'Big Bruvva' is here to help

MONSTER MISSION: Neil Jorgensen says his monster truck could be used by Marlborough Civil Defence in an emergency.
MONSTER MISSION: Neil Jorgensen says his monster truck could be used by Marlborough Civil Defence in an emergency.

A monster truck more commonly used for crushing cars and crowd-pleasing entertainment spectacles is being offered up to emergency services.

Blenheim man Neil Jorgensen said his four-wheel-drive truck could be an important tool to Marlborough Civil Defence in the event of emergencies similar to the pre-Easter storms which saw landslips shut State Highway 1 and roads across the region.

Jorgensen said the truck, which he affectionately calls "Big Bruvva", had all-terrain capability. He was speaking after a Nelson man called on Prime Minister John Key to launch an inquiry as to why a group of travellers were left trapped in perilous conditions in a leaking bus, in the pre-Easter storm.

Oliver Sutherland was one of a group of 27 passengers due to fly from Christchurch to Nelson on April 17 when the storm hampered travel plans. The flight was cancelled and they were put on a bus to get to Nelson.

Heading back to Kaikoura, the bus was stopped by a slip and they were trapped in the cold, leaking bus in appalling weather for eight hours.

Two people on the bus required medical attention, including a man who had been treated for a brain tumour. He was hospitalised as a result of the exhaustion from the 22-hour ordeal, Sutherland said.

Jorgensen said he had offered his services to Civil Defence following last year's Seddon earthquakes.

The truck had the capability to negotiate tough, terrain, mud and water, he said.

It had the capacity to carry six people and a stretcher.

"It can pretty much go anywhere. It is available for free to civil defence during emergency situations."

Jorgensen said he would be willing to drive the truck.

"During the pre-easter storms I kept the weather conditions on my radar but I didn't receive a call from civil defence."

Marlborough emergency services manager John Foley said Jorgensen was on their contacts list but the services of the truck had not been required.

Foley said in the event of an emergency it would be the decision of the police if the monster truck was appropriate.

"If someone is attempting to get over a mud slide it might not be safe. We don't want people going across land slips and unstable ground."

▶ PROBLEMS AND TASKS
1. In the monster truck article, how many people can the truck carry?
2. Shorten the paragraph of the monster truck article that begins "Oliver Sutherland was one of a group" into a single sentence that keeps its main facts.
The data that follows is separate material and is not connected to the monster truck article.

▶ DATA PROVIDED
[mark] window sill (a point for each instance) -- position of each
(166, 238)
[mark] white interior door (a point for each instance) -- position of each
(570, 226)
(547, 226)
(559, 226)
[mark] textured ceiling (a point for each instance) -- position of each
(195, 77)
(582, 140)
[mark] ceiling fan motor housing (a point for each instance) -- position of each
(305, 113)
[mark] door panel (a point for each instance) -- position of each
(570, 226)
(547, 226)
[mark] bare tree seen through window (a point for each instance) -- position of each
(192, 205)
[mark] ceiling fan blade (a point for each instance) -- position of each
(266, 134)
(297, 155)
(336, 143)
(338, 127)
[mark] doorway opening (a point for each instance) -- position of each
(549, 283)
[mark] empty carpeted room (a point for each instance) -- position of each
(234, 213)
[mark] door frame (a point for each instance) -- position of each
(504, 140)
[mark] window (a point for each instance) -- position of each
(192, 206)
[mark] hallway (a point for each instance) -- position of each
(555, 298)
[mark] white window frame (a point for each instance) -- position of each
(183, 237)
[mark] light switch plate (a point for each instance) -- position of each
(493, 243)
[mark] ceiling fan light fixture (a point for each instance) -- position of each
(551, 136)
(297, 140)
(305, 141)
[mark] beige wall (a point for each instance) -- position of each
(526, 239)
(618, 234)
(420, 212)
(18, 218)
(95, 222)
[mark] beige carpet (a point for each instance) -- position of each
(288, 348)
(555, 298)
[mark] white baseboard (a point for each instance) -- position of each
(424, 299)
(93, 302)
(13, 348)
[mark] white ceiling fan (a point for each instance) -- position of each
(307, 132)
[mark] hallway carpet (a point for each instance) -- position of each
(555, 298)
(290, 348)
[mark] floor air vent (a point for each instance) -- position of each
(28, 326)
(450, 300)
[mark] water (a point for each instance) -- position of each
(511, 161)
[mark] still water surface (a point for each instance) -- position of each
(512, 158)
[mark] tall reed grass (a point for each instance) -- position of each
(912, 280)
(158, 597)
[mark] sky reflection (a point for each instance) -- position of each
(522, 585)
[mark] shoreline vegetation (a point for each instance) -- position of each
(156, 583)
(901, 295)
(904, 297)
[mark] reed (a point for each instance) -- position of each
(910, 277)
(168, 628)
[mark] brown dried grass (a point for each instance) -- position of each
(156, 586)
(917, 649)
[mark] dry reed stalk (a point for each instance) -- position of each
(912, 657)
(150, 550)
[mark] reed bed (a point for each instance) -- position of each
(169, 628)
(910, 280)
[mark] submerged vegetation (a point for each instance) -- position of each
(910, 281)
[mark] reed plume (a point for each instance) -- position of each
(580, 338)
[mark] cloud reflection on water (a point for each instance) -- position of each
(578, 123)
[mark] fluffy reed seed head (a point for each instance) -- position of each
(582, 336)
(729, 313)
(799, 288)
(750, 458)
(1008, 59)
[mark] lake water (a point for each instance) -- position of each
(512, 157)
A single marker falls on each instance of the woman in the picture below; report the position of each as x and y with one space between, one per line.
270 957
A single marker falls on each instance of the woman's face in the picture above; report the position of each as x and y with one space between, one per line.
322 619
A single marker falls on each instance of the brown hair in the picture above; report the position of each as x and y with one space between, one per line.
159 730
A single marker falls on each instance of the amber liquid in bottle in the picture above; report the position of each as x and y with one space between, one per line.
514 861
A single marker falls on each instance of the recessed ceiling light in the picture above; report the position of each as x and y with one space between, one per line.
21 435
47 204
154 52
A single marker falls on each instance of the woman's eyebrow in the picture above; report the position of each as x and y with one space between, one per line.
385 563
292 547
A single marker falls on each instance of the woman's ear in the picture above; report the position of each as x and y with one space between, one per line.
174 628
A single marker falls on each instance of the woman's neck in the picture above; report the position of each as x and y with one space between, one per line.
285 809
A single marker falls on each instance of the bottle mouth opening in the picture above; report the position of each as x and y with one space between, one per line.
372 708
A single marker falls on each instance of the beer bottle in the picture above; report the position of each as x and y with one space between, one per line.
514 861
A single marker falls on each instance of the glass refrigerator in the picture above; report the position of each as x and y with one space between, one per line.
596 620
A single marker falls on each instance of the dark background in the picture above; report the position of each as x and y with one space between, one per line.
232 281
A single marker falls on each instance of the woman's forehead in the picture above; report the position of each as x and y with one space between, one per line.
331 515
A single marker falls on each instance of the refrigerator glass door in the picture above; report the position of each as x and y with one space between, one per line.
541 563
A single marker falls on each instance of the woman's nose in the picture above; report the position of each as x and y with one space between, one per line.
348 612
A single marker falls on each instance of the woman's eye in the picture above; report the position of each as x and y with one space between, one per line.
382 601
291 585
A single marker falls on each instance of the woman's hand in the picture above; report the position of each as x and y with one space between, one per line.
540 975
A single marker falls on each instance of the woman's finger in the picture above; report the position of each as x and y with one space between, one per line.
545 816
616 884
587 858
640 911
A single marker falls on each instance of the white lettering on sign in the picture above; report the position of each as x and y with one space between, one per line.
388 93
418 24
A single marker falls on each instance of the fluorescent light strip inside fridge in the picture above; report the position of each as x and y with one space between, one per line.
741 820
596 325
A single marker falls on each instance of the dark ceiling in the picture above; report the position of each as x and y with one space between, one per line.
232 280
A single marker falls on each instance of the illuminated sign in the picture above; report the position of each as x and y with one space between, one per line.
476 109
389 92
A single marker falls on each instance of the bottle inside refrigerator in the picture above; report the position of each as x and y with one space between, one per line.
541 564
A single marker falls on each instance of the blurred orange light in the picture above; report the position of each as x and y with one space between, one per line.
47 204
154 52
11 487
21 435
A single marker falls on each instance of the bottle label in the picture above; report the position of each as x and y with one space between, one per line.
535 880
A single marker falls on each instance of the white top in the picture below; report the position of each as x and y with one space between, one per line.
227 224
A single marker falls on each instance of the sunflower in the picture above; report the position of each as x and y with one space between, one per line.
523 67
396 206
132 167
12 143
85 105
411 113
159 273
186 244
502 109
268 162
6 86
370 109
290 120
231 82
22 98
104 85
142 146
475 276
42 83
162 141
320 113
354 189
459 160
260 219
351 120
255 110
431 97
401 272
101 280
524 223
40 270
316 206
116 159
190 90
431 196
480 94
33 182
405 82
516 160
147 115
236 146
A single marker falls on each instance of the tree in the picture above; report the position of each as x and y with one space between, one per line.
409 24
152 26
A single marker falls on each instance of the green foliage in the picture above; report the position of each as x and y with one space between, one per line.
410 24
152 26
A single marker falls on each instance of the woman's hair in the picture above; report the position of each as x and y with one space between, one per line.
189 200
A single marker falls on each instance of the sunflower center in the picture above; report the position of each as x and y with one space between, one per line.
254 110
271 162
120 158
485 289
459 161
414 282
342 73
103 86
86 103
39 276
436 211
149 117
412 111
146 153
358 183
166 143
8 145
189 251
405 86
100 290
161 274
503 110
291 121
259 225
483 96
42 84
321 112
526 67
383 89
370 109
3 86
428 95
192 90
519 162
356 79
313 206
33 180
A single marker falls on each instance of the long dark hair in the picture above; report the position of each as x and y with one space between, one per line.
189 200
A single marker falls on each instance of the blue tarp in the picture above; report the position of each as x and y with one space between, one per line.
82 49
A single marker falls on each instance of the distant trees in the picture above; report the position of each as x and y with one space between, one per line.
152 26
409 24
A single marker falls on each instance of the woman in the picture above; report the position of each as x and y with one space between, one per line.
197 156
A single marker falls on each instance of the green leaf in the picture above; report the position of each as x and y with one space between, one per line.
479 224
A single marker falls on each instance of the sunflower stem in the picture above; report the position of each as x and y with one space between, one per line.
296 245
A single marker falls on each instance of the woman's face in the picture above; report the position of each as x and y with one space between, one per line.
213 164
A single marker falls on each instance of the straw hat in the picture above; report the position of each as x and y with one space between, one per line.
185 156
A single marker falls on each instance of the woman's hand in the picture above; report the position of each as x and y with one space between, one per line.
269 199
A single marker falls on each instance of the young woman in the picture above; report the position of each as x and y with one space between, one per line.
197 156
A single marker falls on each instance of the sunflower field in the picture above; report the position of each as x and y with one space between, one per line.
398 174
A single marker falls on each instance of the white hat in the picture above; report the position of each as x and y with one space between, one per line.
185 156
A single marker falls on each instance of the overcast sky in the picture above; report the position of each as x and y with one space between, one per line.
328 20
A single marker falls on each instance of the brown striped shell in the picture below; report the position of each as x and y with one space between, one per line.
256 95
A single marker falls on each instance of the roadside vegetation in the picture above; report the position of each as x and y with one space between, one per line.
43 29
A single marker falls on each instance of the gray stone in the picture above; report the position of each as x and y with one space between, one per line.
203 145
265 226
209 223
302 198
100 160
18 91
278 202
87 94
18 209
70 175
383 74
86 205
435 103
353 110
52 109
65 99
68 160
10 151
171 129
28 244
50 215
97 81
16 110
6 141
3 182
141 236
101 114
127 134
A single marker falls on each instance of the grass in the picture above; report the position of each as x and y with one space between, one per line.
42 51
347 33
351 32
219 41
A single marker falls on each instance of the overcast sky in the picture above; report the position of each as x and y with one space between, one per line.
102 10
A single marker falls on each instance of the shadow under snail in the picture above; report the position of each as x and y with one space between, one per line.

▶ SOLUTIONS
1. It can carry six people and a stretcher.

2. Oliver Sutherland was one of 27 passengers due to fly from Christchurch to Nelson on April 17, but the storm canceled the flight and they were put on a bus to Nelson instead.